What you are asked to do:
What follows is a set of entries. Repeat them exactly, but not their pictures.
━━━━━ Dataset records ━━━━━
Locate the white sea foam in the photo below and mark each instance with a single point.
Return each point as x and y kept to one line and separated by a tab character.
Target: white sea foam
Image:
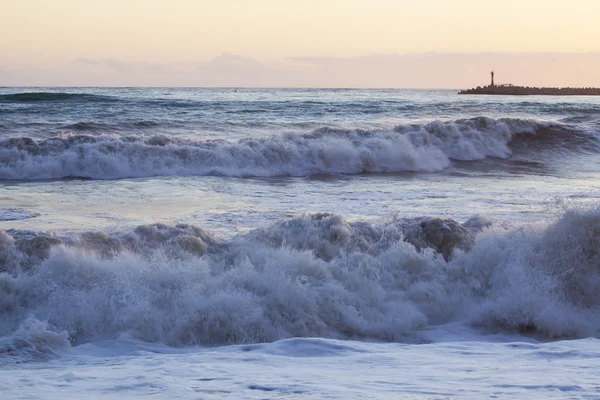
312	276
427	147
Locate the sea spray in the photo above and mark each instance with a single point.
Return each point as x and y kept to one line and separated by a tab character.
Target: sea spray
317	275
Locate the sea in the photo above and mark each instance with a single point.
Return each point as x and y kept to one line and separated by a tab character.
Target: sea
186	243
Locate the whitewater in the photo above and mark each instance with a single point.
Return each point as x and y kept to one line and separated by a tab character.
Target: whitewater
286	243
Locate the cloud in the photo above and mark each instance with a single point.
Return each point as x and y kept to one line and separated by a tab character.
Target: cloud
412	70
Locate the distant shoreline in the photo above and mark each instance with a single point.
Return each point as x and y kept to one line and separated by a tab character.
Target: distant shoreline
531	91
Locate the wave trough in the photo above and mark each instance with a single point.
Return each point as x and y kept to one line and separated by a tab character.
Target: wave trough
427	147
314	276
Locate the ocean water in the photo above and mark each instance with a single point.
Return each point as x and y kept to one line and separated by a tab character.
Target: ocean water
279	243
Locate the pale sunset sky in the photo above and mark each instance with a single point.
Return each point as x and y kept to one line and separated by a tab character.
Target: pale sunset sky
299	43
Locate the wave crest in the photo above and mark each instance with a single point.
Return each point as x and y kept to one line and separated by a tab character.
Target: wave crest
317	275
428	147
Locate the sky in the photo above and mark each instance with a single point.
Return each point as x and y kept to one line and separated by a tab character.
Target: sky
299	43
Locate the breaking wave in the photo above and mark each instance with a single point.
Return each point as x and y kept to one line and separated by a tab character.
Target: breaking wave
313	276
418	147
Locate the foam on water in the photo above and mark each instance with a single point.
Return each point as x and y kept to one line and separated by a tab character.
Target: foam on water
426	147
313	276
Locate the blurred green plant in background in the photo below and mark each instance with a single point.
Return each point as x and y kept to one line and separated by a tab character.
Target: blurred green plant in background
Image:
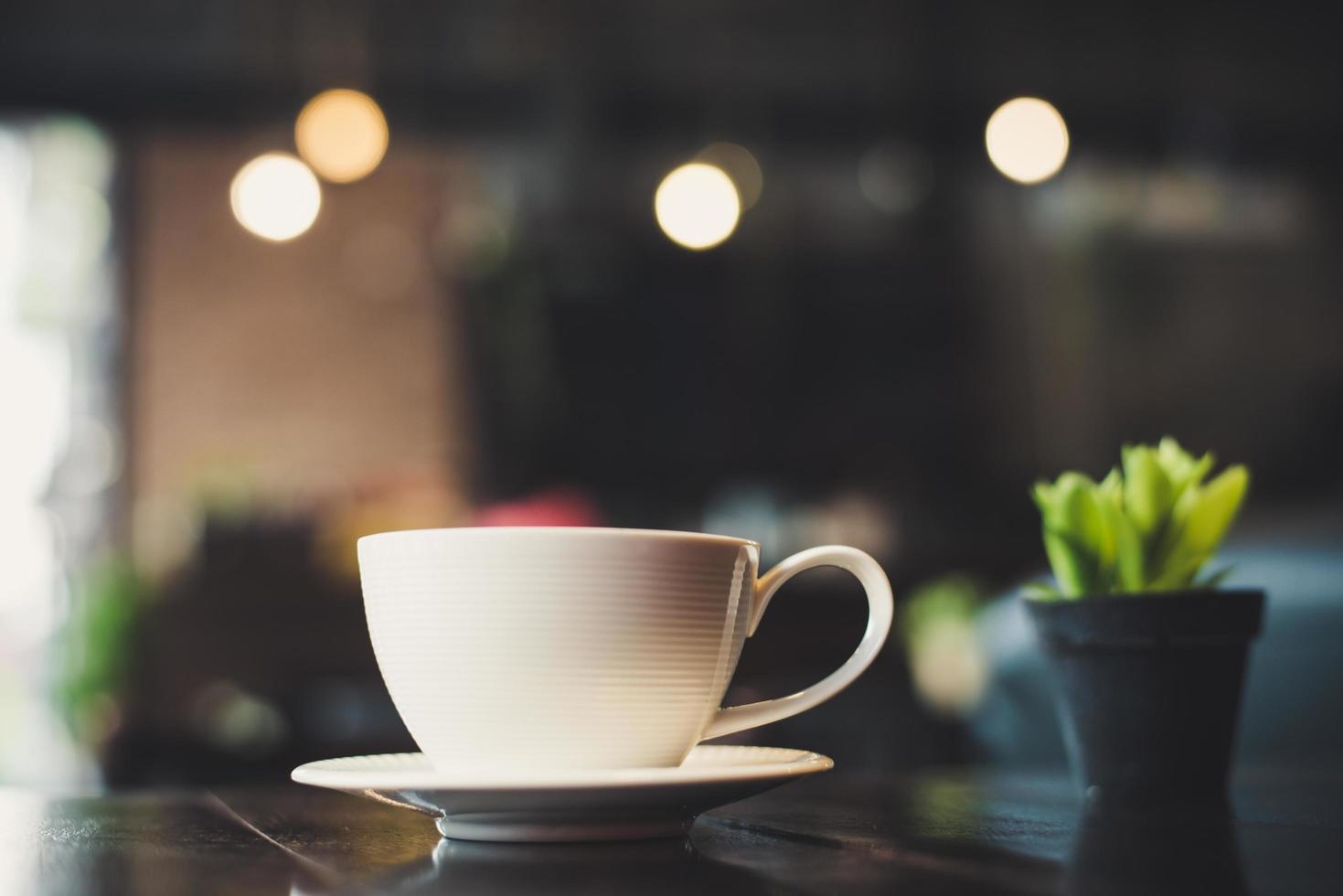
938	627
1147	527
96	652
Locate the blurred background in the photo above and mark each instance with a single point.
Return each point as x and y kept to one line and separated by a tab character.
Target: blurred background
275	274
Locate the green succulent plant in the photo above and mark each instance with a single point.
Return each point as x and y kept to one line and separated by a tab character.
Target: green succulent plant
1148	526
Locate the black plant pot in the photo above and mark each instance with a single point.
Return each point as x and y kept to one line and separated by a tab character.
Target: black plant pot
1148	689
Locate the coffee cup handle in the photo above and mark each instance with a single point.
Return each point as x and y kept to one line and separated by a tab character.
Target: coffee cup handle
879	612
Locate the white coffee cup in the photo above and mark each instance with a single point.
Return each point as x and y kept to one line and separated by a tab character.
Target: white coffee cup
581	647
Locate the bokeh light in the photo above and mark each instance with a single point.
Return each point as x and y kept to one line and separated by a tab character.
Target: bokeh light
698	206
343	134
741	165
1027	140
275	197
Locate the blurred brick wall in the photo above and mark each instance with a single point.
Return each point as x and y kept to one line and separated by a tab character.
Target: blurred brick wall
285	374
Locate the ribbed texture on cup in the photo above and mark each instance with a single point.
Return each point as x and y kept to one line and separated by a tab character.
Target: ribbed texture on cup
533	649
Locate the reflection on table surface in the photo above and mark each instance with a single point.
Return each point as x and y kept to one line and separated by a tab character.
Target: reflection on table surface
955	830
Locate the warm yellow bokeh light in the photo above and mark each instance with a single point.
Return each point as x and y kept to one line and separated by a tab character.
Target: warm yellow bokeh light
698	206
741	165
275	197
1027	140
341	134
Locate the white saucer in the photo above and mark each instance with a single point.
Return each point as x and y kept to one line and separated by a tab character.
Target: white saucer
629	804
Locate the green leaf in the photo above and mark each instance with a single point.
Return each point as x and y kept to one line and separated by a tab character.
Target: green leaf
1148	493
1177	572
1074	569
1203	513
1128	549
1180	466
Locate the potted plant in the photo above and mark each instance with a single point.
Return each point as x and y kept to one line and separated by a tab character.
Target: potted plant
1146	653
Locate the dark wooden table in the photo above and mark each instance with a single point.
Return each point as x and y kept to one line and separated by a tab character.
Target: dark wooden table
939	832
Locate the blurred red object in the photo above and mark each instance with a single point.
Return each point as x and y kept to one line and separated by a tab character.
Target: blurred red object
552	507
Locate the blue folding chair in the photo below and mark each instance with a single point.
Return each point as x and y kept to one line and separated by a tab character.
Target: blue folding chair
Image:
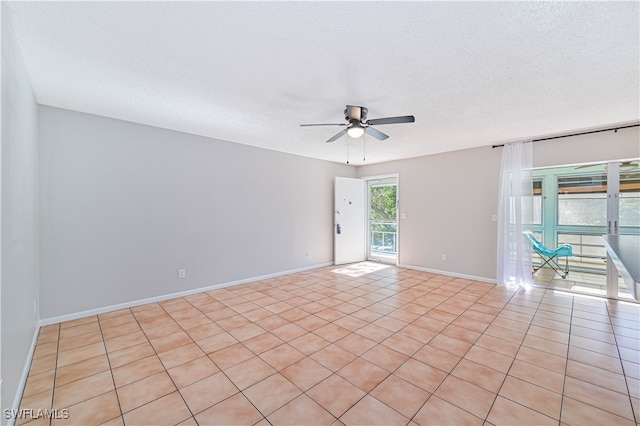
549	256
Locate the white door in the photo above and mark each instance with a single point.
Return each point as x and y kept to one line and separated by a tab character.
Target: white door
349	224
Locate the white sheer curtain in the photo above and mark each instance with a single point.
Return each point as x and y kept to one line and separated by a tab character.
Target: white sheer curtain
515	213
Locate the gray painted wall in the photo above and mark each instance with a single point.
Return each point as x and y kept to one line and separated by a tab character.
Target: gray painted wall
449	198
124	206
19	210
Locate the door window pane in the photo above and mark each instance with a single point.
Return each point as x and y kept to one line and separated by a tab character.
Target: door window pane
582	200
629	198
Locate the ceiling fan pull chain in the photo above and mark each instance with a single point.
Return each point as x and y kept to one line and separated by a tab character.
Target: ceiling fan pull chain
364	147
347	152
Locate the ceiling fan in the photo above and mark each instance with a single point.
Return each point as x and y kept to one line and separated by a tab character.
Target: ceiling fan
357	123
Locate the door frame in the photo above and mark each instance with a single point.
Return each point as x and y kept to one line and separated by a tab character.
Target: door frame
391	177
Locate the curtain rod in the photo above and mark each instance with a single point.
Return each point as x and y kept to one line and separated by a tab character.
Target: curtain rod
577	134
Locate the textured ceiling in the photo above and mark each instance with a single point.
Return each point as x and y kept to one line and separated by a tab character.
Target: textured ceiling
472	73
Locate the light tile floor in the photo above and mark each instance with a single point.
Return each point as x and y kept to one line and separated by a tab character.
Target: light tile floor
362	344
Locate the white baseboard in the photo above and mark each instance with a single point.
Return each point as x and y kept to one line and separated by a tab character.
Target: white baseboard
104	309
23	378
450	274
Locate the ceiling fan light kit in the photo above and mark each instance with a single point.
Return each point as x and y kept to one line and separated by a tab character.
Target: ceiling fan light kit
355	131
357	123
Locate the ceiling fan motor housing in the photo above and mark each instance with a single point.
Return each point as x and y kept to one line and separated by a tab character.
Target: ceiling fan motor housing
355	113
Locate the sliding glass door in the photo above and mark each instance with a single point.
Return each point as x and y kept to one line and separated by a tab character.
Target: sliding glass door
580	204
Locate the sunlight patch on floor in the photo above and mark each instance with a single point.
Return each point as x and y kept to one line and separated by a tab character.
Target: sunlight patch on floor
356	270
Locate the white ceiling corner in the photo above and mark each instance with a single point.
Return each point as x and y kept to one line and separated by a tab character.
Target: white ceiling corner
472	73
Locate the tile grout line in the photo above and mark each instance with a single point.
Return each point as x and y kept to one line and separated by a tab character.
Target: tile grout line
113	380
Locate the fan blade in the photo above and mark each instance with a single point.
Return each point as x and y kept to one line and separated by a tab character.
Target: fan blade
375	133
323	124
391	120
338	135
━━━━━
Response:
Locate the white sea foam in the photo below and mark each instance with a single point.
Return each point as x and y kept to one line and separated by a tab character.
Target: white sea foam
Image:
312	276
427	147
Locate the sea spray in the photo above and mark each instance with a single point.
Return each point as x and y kept to one line and separated by a tab character.
Target: sea spray
317	275
Locate the sea in the photo above and mark each instance with a single point.
Return each point as x and y kept to one line and separated by a tab character.
Target: sea
186	243
Locate the whitewater in the photo above and mark each instance with a single point.
Return each point as x and y kept to one line and separated by a tab character.
Target: whitewater
286	243
Locate the cloud in the photo above and mark each instance with a single point.
Return each point as x and y kept to one line and separated by a tab character.
Target: cloud
412	70
Locate the distant shoreline in the photo above and mark each instance with a single point.
Return each point as x and y kept to one line and separated by a tab character.
Target: distant shoreline
531	91
Locate the wave trough in the photo above and mark each instance with a single point.
Return each point as x and y kept to one line and separated by a tab character.
Target: wave trough
427	147
314	276
Locate the ocean water in the photo above and mark each instance with a single point.
Return each point as x and y kept to one line and separated by a tab character.
Target: ocean water
279	243
Locate the pale sunset sky in the photo above and mark each instance with a single point.
Return each point as x and y kept to one line and separated by a tab character.
Target: pale sunset sky
299	43
Locate the wave crest in the photo above and mark each instance with a single point.
Return each point as x and y kept to one line and separated by a tab character.
Target: wave crest
317	275
428	147
Locate the sky in the photo above and mark each instance with a single point.
Return each point as x and y kept to one line and separated by a tab character.
Target: sky
299	43
Locate the breaking wave in the photo above and mark each instance with a single point.
Return each point as x and y kept to one line and separated by a tab character.
Target: breaking wave
313	276
418	147
Locate the foam on water in the photo above and mark each instance with a single point.
Return each point as x and y kept to one line and separated by a tab character.
Target: foam on water
426	147
313	276
Locate the blurred green plant in background in the photo below and mark each instance with a single point.
Return each point as x and y kept to one line and separated by a tab character.
Target: blurred green plant in background
Image:
938	627
1147	527
96	652
Locate the blurred background in the photo above and mark each instance with a single point.
Return each point as x and y kept to one line and separated by a tab character.
Target: blurred background
275	274
Locate the green succulent plant in the photo above and mark each instance with a single point.
Return each point as x and y kept to one line and separated by a tab character.
Target: green succulent plant
1148	526
Locate the black plant pot in the photo above and mark each instance with a single point.
Return each point as x and y kept to one line and separated by a tab character.
Target: black plant pot
1148	689
Locate the coffee cup handle in the photo above and mark each instance with a single point.
Return each point as x and y kept to one line and separated by a tab character.
Target: coffee cup handle
879	612
Locate the white coffee cup in the photo above and mark each instance with a single point.
Return each point as x and y kept to one line and separated by a tab character.
Target: white coffee cup
581	647
Locate the bokeh light in the photo above and mark each instance with a single point.
Return each point as x and y kept to one line and separated by a tab character.
Target: bokeh light
698	206
343	134
741	165
1027	140
275	197
Locate the blurred brick wall in the photo above and mark each instance with a single point.
Return each point as x and y kept to one line and separated by a tab character.
Target: blurred brick wall
285	374
Locate the ribbed texture on cup in the photo above and mark each instance with a single point.
Return each point as x and y kept to one line and separated by a tab character.
Target: ribbed texture on cup
533	649
Locate the reflection on table surface in the photo above and mark each instance with a single point.
Return each point as x and y kept to one line and separated by a tab character.
Target: reflection on table surface
955	830
Locate the warm yellow bokeh light in the photo above and mark each instance with a single point.
Return each point as x and y kept to one line and separated by a tab character.
Target: warm yellow bokeh light
698	206
741	165
275	197
1027	140
341	134
Locate the white saucer in the photo above and mark each instance with a single point.
Return each point as x and y kept to one line and separated by a tab character.
Target: white saucer
629	804
Locate the green leaf in the photo above and mark each instance with a single point.
Return each point as x and y kept to one line and separated by a tab character.
Target: green leaf
1148	493
1177	572
1074	569
1203	513
1128	549
1180	466
Locate the potted plant in the photo above and mark each instance with a single point.
Return each point as x and y kept to one line and separated by a tab character.
Target: potted plant
1146	653
Locate the dark wooden table in the photo above and mark each instance with a single point.
Return each point as x and y kept to one line and separated by a tab character.
Target: dark wooden table
939	832
Locate the blurred red object in the photo above and mark each instance with a single point.
Return each point as x and y kept to one line and separated by a tab character.
Target: blurred red object
552	507
Locate the blue folding chair in the photo below and mark each instance with a single point.
Return each point as x and y kept to one line and separated by a tab character.
Target: blue folding chair
Image:
549	256
Locate the white door in the photo above and mark each instance with a single point.
Return each point as x and y kept to one line and separated by a tab character.
Target: white door
349	224
Locate the white sheer curtain in the photo above and mark each instance with a single point.
Return each point as x and y kept to one line and separated by a tab character.
Target: white sheer curtain
515	213
Locate the gray painted wall in the photo above and mark each instance with a single point.
Return each point as x and y kept to one line and separated by a tab character.
Target: gray painted wall
449	198
124	206
19	210
Locate the door window pane in the photo above and mark each instance with a single point.
Return each point as x and y kept to one line and separated by a tab character.
Target: door window pane
582	200
629	198
Locate the ceiling fan pull chain in the photo above and mark each instance with a single point.
Return each point as x and y kept to one line and separated by a tab character.
Target: ceiling fan pull chain
364	147
347	152
Locate the ceiling fan in the photo above and mark each instance with a single point.
Return each point as x and y kept to one line and separated by a tab character.
Target: ceiling fan
357	123
Locate the door frame in the photo above and mark each instance with a single point.
Return each point as x and y kept to one line and separated by a tab character.
Target: door frame
391	177
Locate the curtain rod in the photo above and mark each instance with a single point.
Return each point as x and y kept to one line and separated by a tab character.
Target: curtain rod
577	134
Locate the textured ceiling in the photo above and mark each instance with a single point.
Return each point as x and y kept to one line and separated by a tab character.
Target: textured ceiling
472	73
Locate the light tile floor in the photo above and mark each instance with a single point.
Return each point as x and y kept to one line and separated by a tab character.
Target: light tile floor
362	344
Locate the white baseboard in the photo above and mark each instance with a single point.
Return each point as x and y kept to one line and separated by a tab character.
Target: white baseboard
104	309
23	378
450	274
Locate the ceiling fan light kit in the photo above and mark each instance with a single point.
Return each point as x and y kept to one line and separated by a tab character.
Target: ceiling fan light kit
355	131
357	123
Locate the ceiling fan motor housing in the photo above and mark each instance with a single point.
Return each point as x and y kept to one line and separated by a tab character.
Target: ceiling fan motor housing
355	113
Locate the sliding glass door in the photo above and mark each instance with a single point.
Return each point as x and y kept to one line and separated by a tab character.
Target: sliding glass door
580	204
Locate the sunlight patch on floor in the photo above and mark each instance with a single point.
Return each point as x and y kept to one line and separated by a tab character.
Target: sunlight patch on floor
356	270
Locate the white ceiling corner in the photo above and mark each instance with a single point.
Return each point as x and y kept to one line and separated by a tab character.
Target: white ceiling corner
472	73
Locate the tile grout line in the photo above and mark each instance with a single point.
Return each point as x and y kept to one line and separated by a tab character.
Target: tile grout line
113	380
Locate the fan blade in the photo above and mark each instance with a single point.
Return each point as x and y kept to one line and separated by a tab character.
Target: fan blade
375	133
323	124
391	120
338	135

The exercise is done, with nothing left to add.